Point-per-instance localization data:
= Beginning of Section =

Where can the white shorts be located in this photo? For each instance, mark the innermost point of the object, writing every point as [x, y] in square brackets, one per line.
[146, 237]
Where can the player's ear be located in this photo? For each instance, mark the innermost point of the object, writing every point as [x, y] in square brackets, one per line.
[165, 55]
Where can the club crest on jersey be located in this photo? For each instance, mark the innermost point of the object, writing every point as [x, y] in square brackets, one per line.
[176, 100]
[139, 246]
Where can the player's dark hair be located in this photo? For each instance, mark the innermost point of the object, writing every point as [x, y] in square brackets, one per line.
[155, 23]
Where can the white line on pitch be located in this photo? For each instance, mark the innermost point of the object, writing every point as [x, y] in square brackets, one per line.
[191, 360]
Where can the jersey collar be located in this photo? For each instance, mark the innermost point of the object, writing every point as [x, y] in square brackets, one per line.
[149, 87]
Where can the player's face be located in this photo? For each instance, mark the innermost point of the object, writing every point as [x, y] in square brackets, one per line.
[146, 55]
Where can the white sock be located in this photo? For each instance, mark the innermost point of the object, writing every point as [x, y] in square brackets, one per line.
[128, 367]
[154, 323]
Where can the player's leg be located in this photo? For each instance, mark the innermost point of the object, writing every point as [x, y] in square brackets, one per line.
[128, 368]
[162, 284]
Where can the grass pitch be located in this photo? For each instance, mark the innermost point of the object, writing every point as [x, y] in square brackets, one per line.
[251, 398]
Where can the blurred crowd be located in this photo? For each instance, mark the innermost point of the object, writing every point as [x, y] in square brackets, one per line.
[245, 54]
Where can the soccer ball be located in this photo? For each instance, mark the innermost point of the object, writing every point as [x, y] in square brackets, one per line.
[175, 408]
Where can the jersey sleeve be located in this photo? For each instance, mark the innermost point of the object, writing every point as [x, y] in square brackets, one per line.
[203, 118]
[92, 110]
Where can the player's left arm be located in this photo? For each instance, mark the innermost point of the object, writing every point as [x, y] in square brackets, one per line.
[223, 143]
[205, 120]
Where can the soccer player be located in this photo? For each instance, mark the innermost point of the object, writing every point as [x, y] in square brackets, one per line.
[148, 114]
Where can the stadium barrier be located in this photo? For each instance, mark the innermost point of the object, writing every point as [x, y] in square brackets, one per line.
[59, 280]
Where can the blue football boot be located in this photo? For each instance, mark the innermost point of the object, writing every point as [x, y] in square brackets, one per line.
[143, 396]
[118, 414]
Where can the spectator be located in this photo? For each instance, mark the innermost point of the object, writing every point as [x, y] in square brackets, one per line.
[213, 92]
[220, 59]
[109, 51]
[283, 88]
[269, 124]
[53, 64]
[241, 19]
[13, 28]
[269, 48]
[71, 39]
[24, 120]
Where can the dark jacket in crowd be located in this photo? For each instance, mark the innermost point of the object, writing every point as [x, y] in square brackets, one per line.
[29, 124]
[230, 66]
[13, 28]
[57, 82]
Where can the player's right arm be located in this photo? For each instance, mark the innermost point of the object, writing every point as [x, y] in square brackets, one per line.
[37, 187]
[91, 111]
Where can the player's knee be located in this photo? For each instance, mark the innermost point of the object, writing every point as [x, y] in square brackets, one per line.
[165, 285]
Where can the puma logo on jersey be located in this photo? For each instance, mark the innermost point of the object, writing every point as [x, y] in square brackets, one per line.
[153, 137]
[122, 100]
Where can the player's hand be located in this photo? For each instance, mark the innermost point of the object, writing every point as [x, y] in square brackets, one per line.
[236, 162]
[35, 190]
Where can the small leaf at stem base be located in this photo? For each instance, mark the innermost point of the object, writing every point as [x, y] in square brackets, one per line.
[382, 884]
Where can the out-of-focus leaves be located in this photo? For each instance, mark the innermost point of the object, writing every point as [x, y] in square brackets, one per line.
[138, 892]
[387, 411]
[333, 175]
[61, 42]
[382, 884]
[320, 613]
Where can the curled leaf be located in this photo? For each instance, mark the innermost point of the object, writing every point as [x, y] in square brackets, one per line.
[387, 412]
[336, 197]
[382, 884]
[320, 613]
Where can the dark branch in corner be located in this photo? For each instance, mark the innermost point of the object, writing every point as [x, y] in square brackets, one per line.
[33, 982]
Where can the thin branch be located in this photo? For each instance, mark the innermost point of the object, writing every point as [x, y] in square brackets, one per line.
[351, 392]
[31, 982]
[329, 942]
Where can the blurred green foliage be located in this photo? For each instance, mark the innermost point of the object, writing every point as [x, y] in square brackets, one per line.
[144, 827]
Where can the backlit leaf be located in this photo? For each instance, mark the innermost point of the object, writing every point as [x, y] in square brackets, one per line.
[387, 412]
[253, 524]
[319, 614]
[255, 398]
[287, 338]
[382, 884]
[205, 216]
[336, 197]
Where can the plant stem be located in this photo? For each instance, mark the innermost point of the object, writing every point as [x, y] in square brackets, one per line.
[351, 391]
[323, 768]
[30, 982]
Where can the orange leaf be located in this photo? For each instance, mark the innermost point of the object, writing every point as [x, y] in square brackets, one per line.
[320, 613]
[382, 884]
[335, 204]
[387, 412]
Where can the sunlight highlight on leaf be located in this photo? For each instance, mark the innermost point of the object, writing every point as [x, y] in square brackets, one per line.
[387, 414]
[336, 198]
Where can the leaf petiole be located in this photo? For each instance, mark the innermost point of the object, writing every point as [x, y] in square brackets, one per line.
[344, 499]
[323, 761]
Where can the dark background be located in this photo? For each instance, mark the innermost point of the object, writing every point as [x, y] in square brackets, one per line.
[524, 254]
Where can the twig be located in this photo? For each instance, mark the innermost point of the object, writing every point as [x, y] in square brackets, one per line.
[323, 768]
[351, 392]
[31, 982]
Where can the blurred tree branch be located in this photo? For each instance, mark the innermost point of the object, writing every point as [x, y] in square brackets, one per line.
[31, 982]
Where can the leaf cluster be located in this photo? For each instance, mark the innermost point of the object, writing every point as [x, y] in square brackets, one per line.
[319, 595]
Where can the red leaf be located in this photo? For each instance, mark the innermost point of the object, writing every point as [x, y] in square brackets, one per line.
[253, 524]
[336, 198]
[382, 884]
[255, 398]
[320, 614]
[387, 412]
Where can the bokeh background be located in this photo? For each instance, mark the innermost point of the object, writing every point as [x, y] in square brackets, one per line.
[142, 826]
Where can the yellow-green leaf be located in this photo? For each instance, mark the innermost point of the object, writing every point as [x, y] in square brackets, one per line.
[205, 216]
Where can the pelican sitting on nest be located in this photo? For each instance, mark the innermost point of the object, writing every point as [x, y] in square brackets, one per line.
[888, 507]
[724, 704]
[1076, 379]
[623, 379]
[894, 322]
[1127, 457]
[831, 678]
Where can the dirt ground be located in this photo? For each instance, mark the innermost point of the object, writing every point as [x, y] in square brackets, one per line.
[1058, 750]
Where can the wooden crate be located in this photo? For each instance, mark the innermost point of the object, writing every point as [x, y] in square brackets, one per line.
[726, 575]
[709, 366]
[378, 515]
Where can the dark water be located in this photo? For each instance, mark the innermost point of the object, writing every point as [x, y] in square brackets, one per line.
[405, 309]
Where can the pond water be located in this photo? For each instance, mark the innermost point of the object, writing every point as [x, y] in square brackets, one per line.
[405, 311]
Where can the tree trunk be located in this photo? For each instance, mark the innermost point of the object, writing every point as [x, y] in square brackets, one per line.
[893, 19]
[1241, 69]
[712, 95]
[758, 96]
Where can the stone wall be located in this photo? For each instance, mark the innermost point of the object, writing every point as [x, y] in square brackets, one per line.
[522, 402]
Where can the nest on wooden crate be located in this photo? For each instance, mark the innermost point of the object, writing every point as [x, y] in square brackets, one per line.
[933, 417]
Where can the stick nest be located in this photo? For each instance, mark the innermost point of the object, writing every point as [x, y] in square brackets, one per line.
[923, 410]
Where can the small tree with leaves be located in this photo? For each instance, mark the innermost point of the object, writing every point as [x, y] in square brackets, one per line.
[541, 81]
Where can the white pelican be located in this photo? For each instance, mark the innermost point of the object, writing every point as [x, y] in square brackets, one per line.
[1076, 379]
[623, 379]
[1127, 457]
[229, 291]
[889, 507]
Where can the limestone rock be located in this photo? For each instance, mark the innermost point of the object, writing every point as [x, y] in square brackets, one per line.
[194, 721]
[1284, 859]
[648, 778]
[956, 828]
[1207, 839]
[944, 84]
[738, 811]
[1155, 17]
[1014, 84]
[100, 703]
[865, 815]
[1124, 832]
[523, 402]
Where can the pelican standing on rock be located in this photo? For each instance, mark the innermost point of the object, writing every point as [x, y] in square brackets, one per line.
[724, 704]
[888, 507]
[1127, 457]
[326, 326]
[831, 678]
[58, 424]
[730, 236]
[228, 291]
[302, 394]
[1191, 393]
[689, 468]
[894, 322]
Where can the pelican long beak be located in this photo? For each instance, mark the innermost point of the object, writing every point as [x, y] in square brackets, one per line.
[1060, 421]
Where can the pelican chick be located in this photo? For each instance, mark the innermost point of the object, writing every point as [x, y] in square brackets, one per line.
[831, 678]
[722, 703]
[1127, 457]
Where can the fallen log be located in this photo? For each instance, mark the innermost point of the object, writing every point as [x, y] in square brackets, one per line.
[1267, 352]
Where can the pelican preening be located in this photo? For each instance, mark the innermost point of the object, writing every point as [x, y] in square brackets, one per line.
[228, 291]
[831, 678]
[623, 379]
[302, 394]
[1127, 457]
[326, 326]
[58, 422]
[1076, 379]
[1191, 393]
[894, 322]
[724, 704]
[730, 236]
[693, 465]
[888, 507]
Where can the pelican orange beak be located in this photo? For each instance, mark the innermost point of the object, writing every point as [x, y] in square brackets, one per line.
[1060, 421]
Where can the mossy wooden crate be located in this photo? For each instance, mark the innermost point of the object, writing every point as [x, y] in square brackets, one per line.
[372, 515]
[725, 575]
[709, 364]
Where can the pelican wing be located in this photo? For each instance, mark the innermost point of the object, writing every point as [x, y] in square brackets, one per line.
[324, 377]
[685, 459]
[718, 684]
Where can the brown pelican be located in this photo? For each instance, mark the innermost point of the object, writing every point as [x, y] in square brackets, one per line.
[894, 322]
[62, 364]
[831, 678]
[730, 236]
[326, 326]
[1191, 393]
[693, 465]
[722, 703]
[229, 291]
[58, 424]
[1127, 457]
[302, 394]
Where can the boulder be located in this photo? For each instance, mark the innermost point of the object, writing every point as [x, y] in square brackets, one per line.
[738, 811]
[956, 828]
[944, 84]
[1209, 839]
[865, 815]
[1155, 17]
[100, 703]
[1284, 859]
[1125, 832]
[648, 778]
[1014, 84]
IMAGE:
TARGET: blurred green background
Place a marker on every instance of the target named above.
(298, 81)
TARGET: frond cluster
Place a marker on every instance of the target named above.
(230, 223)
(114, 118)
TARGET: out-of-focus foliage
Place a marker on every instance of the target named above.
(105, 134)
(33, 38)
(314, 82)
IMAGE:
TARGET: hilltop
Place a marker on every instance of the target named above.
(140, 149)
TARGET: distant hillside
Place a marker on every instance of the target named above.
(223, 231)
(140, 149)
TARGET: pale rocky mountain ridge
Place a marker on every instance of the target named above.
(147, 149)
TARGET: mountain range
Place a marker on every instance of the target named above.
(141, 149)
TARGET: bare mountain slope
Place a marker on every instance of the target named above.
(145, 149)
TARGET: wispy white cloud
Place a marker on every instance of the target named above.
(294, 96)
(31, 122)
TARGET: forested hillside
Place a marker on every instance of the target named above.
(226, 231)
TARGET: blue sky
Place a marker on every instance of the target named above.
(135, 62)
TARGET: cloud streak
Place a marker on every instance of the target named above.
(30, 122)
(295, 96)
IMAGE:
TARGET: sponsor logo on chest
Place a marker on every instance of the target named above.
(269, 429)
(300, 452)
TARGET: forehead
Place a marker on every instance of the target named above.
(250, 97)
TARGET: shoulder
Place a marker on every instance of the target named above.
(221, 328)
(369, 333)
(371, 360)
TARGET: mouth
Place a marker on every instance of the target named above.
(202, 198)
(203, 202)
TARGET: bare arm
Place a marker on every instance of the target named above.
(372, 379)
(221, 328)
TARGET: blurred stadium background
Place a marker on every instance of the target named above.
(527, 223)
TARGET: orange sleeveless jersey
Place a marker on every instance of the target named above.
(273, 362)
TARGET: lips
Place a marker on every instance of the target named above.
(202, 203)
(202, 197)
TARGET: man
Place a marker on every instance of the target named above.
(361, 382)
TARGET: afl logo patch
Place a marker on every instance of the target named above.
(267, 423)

= End of Section =

* **ABOUT THIS EXERCISE**
Going back to the entries above, set down exactly the lines that begin at the one with "Where can the fallen" and end at the one with "TARGET: pale rocky mountain ridge", both included, and nothing else.

* **ANSWER BELOW**
Where can the fallen log be located in this photo? For each instance, mark the innermost point of the object, writing every point as [x, y] in square brackets, one per line.
[1267, 352]
Where can the pelican preening be located in this photo? For each instance, mark the innermost point of the object, writing every point as [x, y] in square brackets, one per line.
[228, 291]
[831, 678]
[623, 379]
[302, 394]
[1127, 457]
[326, 326]
[58, 422]
[1076, 379]
[1191, 393]
[894, 322]
[724, 704]
[730, 236]
[693, 465]
[888, 507]
Where can the pelican orange beak be located in this photo? For each instance, mark the innermost point of the object, writing every point as [x, y] in square brackets, one per line.
[1060, 421]
Where can the mossy wooden crate be located in this photo? For each instance, mark the innermost point of the object, writing every point as [x, y] in square brackets, one per line.
[372, 515]
[725, 575]
[709, 364]
Where can the pelican wing be located in this photo? For each instance, mark the innermost point of the object, writing every point as [x, y] in square brackets, one per line.
[324, 377]
[685, 459]
[718, 684]
Where can the brown pelican be located in this photo? For each instance, mark the innermost point of the object, writing every point as [x, y] in square brackets, one per line.
[894, 322]
[62, 364]
[831, 678]
[730, 236]
[326, 326]
[1191, 393]
[693, 465]
[722, 703]
[229, 291]
[58, 424]
[1127, 457]
[302, 394]
Where can the boulder be located in this photo? For each instance, mark the innermost point of the object, writing every point as [x, y] in square brackets, one per line.
[738, 811]
[956, 828]
[944, 84]
[1209, 839]
[865, 815]
[1155, 17]
[100, 703]
[1284, 859]
[1125, 832]
[648, 778]
[1014, 84]
IMAGE:
TARGET: blurred green background
Place a marker on every instance of the target named above.
(298, 81)
TARGET: frond cluster
Place a marker on every instance of the target named above.
(230, 223)
(114, 118)
TARGET: out-of-focus foliage
Place a marker on every instance of the target named above.
(105, 134)
(33, 38)
(314, 82)
IMAGE:
TARGET: hilltop
Place a marker on every instance of the target named above.
(140, 149)
TARGET: distant hillside
Place a marker on every instance of the target named above.
(223, 231)
(140, 149)
TARGET: pale rocky mountain ridge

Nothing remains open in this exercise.